(Task) Continue the forum thread about removing MText formatting codes in ezdxf, picking up right after its last sentence.

(Document excerpt)
****************

I am using the below code to return a string from all TEXT items within a .dxf
for i in m_space.query('TEXT'):
return(str(i.dxf.text))
This is working well so I would like to do the same for all MTEXT items. From reading the docs I have put together the below;
for i in m_space.query('MTEXT'):
return(str(i.text))
But the output seems to include some additional data. I could use some regex to get the text I need but would like to know if there is a better way built into ezdxf
>>> '{\\Fsimplex|c0;TEXT THAT I WANT}'
The additional information that you are seeing within the MText content is MText formatting codes.
When formatting overrides are applied through the MText editor (as opposed to being applied to the Text Style referenced by the MText object), the formatting is encoded using formatting codes embedded within the text content. Such formatting codes are not visible in AutoCAD, but are used to appropriately render the various sections of the text content enclosed by the code - in your case, the formatting code:
{\\Fsimplex|c0;TEXT THAT I WANT}
Results in the string TEXT THAT I WANT
being displayed using the simplex
font.
As far as I'm aware, ezdxf does not include methods which will allow you obtain the text content with all formatting codes removed, but upon obtaining the content using the text
property, you can then use Regular Expressions to remove such codes.
To offer an existing example, I've previously developed the following AutoLISP function which uses Regular Expressions to remove all formatting codes, but there are likely other ways to phrase the RegEx patterns and obtain the same result:
;; Quick Unformat - Lee Mac
;; Returns a string with all MText formatting codes removed.

****************

(Record list)
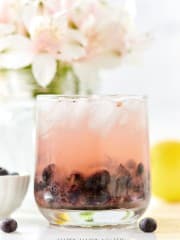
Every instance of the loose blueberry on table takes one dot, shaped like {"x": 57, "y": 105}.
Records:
{"x": 99, "y": 190}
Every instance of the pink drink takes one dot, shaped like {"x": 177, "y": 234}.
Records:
{"x": 92, "y": 155}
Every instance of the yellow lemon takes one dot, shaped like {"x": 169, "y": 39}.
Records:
{"x": 165, "y": 170}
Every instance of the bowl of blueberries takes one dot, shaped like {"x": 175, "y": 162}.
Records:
{"x": 13, "y": 188}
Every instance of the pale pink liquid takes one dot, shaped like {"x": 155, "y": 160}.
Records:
{"x": 87, "y": 135}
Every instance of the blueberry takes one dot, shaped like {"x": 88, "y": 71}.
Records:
{"x": 139, "y": 169}
{"x": 3, "y": 172}
{"x": 73, "y": 195}
{"x": 131, "y": 164}
{"x": 122, "y": 184}
{"x": 122, "y": 171}
{"x": 148, "y": 225}
{"x": 48, "y": 173}
{"x": 39, "y": 186}
{"x": 9, "y": 225}
{"x": 98, "y": 181}
{"x": 54, "y": 189}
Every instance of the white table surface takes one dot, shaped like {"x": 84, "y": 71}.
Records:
{"x": 32, "y": 226}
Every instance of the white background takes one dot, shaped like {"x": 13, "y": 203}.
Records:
{"x": 157, "y": 73}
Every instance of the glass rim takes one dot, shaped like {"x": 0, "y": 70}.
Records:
{"x": 55, "y": 97}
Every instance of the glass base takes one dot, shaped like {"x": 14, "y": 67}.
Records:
{"x": 124, "y": 218}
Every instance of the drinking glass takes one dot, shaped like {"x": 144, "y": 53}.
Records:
{"x": 92, "y": 167}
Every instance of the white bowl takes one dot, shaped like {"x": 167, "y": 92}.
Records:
{"x": 12, "y": 192}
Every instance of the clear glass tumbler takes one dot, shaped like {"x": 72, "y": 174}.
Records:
{"x": 92, "y": 164}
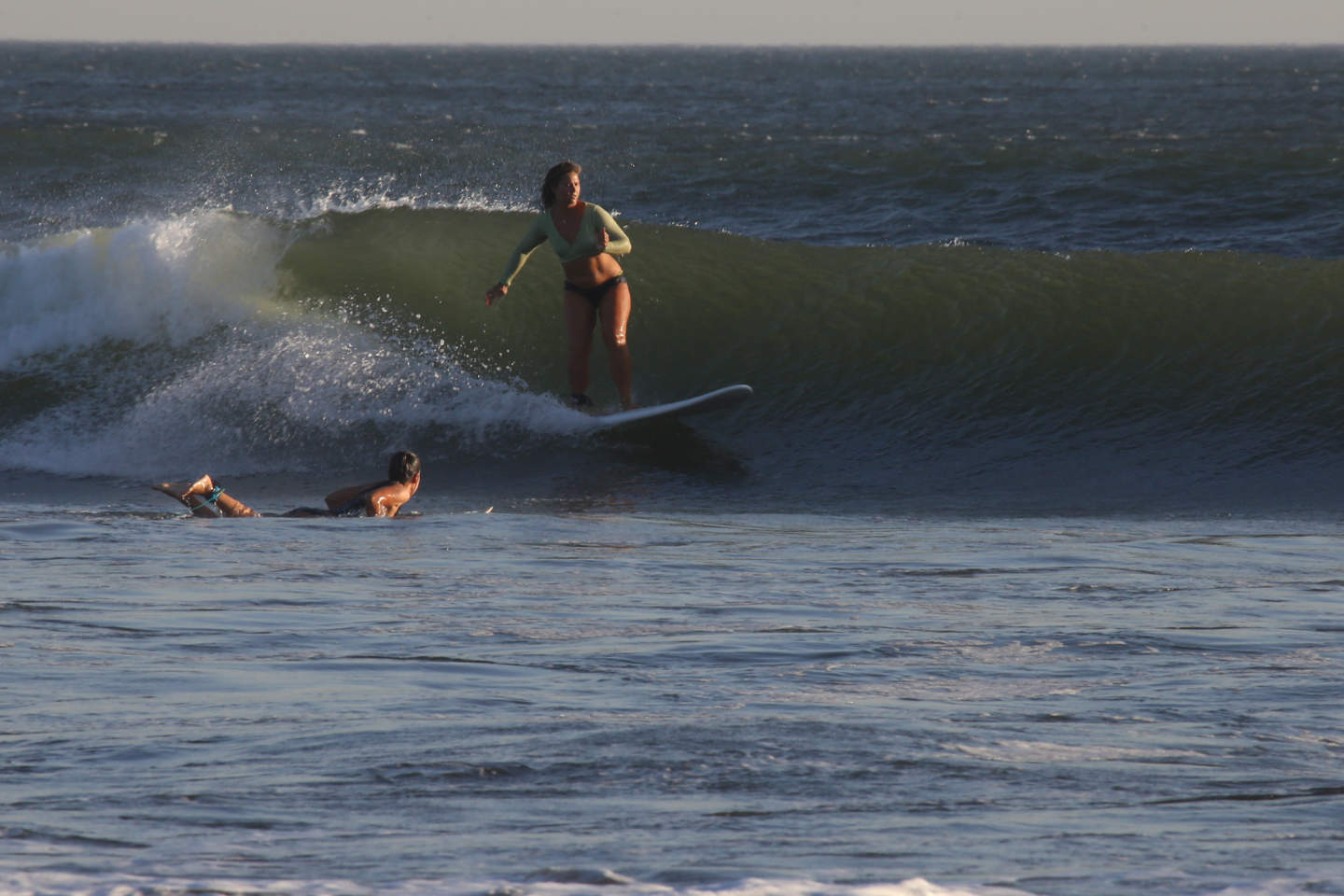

****************

(Expected answer)
;; rgx - [vla] Regular Expressions (RegExp) Object
;; str - [str] String to process
(defun LM:quickunformat ( rgx str )
(if
(null
(vl-catch-all-error-p
(setq str
(vl-catch-all-apply
'(lambda nil
(vlax-put-property rgx 'global actrue)
(vlax-put-property rgx 'multiline actrue)
(vlax-put-property rgx 'ignorecase acfalse)
(foreach pair
'(
("\032" . "\\\\\\\\")
(" " . "\\\\P|\\n|\\t")
("$1" . "\\\\(\\\\[ACcFfHKkLlOopQTW])|\\\\[ACcFfHKkLlOopQTW][^\\\\;]*;|\\\\[ACcFfKkHLlOopQTW]")
("$1$2/$3" . "([^\\\\])\\\\S([^;]*)[/#\\^]([^;]*);")
("$1$2" . "\\\\(\\\\S)|[\\\\](})|}")
("$1" . "[\\\\]({)|{")
("\\$1$2$3" . "(\\\\[ACcFfHKkLlOoPpQSTW])|({)|(})")
("\\\\" . "\032")
)
(vlax-put-property rgx 'pattern (cdr pair))
(setq str (vlax-invoke rgx 'replace str (car pair)))
)
)
)
)
)
)
str
)
)
For your sample text string, the above would return:
_$ (setq rgx (vlax-create-object "vbscript.regexp"))
#<VLA-OBJECT IRegExp2 00000000315de460>
_$ (LM:quickunformat rgx "{\\Fsimplex|c0;TEXT THAT I WANT}")
"TEXT THAT I WANT"
_$ (vlax-release-object rgx)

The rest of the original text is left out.